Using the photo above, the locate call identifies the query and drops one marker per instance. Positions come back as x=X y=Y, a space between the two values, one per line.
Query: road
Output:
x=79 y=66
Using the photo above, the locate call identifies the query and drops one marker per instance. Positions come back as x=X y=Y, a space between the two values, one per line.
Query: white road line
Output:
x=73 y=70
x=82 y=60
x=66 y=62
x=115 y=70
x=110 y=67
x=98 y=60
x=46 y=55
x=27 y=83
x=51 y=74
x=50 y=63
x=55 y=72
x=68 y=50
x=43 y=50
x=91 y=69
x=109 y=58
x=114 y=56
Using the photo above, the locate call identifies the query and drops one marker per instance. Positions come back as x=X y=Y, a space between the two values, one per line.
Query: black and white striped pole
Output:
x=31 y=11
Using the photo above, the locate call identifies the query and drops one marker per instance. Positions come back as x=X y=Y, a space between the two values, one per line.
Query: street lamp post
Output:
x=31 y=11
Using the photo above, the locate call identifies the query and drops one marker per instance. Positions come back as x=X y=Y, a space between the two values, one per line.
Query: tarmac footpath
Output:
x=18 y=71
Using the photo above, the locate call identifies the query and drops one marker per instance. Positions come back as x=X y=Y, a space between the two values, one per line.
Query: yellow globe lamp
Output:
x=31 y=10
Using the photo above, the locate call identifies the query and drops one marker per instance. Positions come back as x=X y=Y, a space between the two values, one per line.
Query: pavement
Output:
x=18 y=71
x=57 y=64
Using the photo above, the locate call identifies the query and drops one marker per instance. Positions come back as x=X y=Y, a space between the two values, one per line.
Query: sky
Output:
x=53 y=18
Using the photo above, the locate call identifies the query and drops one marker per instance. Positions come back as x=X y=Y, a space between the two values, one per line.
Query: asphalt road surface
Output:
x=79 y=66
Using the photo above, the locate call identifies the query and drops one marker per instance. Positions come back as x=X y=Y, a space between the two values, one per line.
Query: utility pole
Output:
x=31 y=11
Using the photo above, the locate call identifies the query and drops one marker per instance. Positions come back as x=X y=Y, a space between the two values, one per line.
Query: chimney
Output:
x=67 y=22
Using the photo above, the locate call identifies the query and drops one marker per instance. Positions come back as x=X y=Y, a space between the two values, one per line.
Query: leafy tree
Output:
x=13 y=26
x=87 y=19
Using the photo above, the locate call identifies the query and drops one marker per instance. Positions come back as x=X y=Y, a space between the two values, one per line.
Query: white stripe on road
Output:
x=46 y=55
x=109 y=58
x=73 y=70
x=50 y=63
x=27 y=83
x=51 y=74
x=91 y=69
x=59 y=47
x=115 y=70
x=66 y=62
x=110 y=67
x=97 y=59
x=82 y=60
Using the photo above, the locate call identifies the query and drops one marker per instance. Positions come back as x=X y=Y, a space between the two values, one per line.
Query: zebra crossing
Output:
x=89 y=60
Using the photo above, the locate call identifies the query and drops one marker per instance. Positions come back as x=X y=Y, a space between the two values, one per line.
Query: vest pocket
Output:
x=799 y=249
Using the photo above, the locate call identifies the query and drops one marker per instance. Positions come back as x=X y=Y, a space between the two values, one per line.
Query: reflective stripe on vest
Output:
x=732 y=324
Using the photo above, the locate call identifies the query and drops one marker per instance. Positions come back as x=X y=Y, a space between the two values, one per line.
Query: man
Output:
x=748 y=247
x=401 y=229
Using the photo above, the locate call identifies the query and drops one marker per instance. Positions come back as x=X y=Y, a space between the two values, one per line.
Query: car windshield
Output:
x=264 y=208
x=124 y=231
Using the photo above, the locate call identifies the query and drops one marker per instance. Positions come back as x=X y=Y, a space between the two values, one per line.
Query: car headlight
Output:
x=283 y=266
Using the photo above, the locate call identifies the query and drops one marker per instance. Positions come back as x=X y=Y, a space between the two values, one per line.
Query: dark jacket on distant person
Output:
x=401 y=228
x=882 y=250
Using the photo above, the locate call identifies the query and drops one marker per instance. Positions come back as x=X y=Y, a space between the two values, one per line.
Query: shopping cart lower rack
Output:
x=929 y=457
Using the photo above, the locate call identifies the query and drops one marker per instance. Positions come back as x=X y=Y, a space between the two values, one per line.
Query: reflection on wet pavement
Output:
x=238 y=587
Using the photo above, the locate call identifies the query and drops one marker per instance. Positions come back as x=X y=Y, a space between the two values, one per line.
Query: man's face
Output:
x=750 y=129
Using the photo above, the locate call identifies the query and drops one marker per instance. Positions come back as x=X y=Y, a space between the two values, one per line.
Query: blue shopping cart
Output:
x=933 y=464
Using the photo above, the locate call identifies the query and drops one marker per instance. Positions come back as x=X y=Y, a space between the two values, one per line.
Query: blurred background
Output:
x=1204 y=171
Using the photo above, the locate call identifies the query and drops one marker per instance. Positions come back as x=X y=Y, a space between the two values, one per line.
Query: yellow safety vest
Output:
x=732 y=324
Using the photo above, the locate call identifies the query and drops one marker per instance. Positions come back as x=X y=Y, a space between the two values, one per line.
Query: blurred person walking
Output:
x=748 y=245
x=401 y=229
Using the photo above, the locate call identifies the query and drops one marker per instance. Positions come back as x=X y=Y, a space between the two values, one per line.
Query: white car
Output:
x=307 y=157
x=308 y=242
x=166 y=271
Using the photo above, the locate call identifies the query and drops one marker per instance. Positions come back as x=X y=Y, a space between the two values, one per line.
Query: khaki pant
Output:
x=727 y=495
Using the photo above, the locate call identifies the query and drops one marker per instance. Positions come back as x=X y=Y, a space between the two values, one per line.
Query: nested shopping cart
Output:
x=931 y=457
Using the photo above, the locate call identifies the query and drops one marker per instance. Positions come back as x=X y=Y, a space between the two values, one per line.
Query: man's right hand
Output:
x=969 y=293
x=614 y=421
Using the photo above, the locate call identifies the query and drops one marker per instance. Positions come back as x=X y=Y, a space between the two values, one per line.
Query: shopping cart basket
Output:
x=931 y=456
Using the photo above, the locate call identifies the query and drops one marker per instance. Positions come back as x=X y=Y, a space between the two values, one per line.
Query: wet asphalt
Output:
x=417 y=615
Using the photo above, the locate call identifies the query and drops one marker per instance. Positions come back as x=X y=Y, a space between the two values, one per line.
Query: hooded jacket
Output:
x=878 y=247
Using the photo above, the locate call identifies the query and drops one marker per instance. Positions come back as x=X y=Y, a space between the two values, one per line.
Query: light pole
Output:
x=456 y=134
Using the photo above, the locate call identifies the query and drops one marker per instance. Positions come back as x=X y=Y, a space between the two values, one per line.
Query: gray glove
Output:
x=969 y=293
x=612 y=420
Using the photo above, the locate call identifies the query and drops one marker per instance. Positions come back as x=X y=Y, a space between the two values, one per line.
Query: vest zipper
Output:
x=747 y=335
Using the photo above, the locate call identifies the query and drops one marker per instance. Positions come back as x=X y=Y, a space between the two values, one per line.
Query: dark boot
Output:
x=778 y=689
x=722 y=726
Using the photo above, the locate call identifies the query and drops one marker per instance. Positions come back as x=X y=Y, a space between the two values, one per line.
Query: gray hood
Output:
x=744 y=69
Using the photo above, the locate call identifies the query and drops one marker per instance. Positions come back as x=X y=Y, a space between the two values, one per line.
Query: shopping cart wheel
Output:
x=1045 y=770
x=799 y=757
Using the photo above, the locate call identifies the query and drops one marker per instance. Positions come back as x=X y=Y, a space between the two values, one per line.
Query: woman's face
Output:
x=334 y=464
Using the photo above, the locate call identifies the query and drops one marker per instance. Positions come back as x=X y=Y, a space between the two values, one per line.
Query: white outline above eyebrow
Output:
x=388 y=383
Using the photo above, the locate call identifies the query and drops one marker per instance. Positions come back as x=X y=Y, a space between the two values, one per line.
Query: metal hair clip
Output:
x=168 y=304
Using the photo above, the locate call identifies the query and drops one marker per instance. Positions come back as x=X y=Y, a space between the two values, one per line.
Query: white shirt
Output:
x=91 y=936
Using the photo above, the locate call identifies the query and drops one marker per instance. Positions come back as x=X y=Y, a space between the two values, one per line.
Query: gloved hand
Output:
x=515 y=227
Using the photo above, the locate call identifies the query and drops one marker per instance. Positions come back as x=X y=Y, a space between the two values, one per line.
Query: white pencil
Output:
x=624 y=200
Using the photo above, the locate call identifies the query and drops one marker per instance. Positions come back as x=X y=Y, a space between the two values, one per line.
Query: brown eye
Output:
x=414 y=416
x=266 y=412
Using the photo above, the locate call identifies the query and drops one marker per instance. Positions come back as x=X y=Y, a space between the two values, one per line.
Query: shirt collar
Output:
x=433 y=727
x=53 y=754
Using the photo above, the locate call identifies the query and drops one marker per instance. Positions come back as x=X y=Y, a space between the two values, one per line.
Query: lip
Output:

○ ○ ○ ○

- _What needs to be done_:
Show every line of the listing containing the string "vest" by copying it.

- _Response_:
Query: vest pocket
Query: reflective stripe on vest
Query: yellow safety vest
Query: vest zipper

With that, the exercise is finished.